* [Text for analysis]:
+ + + + + + +

CD180 identifies chemoresistant stem-like blasts and reveals a KMT2A-driven vulnerability in acute myeloid leukaemia

Relapse and chemoresistance remain major challenges in paediatric acute myeloid leukaemia (PAML), particularly in KMT2A-rearranged (KMT2A-r) subtypes where conventional markers such as CD34 are often absent, complicating measurable residual disease (MRD) detection. Leukaemia stem/regenerating cells (LSC/LRC) drive disease initiation, progression, and relapse, sharing stemness and chemoresistance properties that make them critical therapeutic targets. Using high-dimensional spectral flow cytometry, we identified CD180, a Toll-like receptor-like surface protein, as highly expressed on blasts and stem-like populations in KMT2A-r AML, while near absent on normal haematopoietic stem cells (HSCs). PAML KMT2A-r exhibits an unconventional immunophenotype dominated by CD34 ^⁻ CD180 ^⁺ populations. Integrated single-cell transcriptomics and functional profiling revealed CD180 ^high clusters enriched for quiescence, oxidative phosphorylation, and KMT2A/LSC stemness signatures. CD180 ^⁺ cells demonstrated robust leukaemia-initiating capacity in xenograft models and persisted through therapy, re-emerging at relapse with phenotypic plasticity. Epigenomic analysis showed CD180 is a direct transcriptional target of the KMT2A::MLLT3 fusion complex, regulated by intragenic enhancers and downregulated by menin and BET inhibitors. Longitudinal single-cell analysis confirmed persistence and clonal evolution of CD180 ^⁺ populations during treatment and relapse, underscoring their mechanistic role in chemoresistance and disease progression. In summary, CD180 marks dynamic, relapse-driving populations in KMT2A-r PAML, persists through therapy, and importantly is near absent on normal HSCs, offering a selective therapeutic window. These findings position CD180 as a clinically actionable biomarker for MRD detection and a compelling therapeutic target for eradicating chemoresistant, stem-like cells in paediatric AML.

+ + + + + + +

* [Source material]:
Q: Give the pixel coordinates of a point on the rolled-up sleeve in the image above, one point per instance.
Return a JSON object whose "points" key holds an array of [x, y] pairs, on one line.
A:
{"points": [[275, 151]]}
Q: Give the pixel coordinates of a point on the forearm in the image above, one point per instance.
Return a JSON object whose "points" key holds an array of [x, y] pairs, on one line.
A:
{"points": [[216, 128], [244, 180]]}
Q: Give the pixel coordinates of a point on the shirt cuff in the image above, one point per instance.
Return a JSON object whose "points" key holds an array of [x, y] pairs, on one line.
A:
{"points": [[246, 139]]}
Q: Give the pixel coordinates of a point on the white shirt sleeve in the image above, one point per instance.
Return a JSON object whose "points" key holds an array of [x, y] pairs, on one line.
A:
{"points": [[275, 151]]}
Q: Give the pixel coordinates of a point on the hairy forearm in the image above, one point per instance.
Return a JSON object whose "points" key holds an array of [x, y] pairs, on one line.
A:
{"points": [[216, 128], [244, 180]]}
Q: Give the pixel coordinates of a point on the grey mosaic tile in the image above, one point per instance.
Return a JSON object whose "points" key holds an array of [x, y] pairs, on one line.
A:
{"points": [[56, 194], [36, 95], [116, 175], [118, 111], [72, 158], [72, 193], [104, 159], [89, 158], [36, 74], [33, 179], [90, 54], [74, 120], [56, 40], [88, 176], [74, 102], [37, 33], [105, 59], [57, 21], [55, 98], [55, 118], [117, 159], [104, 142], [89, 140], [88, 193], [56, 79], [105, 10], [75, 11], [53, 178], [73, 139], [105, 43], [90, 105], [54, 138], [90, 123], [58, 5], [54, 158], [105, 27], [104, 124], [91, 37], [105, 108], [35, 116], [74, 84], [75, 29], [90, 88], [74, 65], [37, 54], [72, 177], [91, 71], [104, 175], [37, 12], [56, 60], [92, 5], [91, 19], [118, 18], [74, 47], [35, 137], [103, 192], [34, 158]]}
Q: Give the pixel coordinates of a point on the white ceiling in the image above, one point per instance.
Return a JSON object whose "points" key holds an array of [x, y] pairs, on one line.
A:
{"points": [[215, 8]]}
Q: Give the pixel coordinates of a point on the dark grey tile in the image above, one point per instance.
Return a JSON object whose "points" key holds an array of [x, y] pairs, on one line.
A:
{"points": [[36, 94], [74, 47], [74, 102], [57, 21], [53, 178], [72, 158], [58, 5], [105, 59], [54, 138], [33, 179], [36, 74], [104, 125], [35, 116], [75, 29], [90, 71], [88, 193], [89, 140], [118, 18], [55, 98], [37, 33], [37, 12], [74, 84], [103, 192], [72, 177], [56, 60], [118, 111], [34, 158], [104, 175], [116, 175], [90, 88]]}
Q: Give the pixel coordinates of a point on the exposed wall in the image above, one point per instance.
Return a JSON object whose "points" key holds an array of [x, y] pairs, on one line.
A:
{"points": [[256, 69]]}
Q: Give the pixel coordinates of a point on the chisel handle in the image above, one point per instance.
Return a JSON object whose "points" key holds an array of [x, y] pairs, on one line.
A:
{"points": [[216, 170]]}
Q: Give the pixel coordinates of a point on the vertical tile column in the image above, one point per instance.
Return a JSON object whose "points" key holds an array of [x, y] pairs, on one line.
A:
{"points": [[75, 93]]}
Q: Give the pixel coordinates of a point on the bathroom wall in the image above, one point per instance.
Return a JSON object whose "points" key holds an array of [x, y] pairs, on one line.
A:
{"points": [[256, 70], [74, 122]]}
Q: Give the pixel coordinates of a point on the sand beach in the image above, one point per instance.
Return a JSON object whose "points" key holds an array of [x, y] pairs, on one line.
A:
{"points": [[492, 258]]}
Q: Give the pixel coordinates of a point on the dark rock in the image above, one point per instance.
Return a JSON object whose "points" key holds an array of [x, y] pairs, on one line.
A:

+ + + + + + +

* [Questions to answer]:
(a) Say whether each statement agrees with the abstract on CD180, answering yes or no and quoting the deciding words: (i) CD180 is highly expressed on normal blood-forming stem cells. (ii) CD180 is regulated by intragenic enhancers. (iii) CD34 is often missing in KMT2A-rearranged subtypes.
(b) Answer from the abstract on CD180:
(i) What kind of protein is CD180 described as?
(ii) In what kind of models did CD180⁺ cells show leukemia-initiating capacity?
(iii) CD180 is a direct transcriptional target of which fusion complex?
The data stand apart from the abstract on CD180.

* [Answers to the exercises]:
(a)
(i) No: "near absent on normal haematopoietic stem cells"
(ii) Yes: "regulated by intragenic enhancers"
(iii) Yes: "where conventional markers such as CD34 are often absent"

(b)
(i) A Toll-like receptor-like surface protein
(ii) Xenograft models
(iii) The KMT2A::MLLT3 fusion complex